> WHAT THE TASK ASKS: Each line below needs to be printed again exactly.
*** RECORDS SHOWN Section Begins ***
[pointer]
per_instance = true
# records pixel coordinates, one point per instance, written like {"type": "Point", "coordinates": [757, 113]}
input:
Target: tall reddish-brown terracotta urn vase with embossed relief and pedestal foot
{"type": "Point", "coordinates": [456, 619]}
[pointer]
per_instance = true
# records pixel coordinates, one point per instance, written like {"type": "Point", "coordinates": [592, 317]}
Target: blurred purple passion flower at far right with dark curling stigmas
*** RECORDS SHOWN Section Ends ***
> RESPONSE TO THIS EXERCISE:
[pointer]
per_instance = true
# records pixel coordinates, one point per instance, written like {"type": "Point", "coordinates": [757, 113]}
input:
Target: tall reddish-brown terracotta urn vase with embossed relief and pedestal foot
{"type": "Point", "coordinates": [456, 619]}
[pointer]
per_instance = true
# records pixel coordinates, one point per instance, written like {"type": "Point", "coordinates": [592, 317]}
Target: blurred purple passion flower at far right with dark curling stigmas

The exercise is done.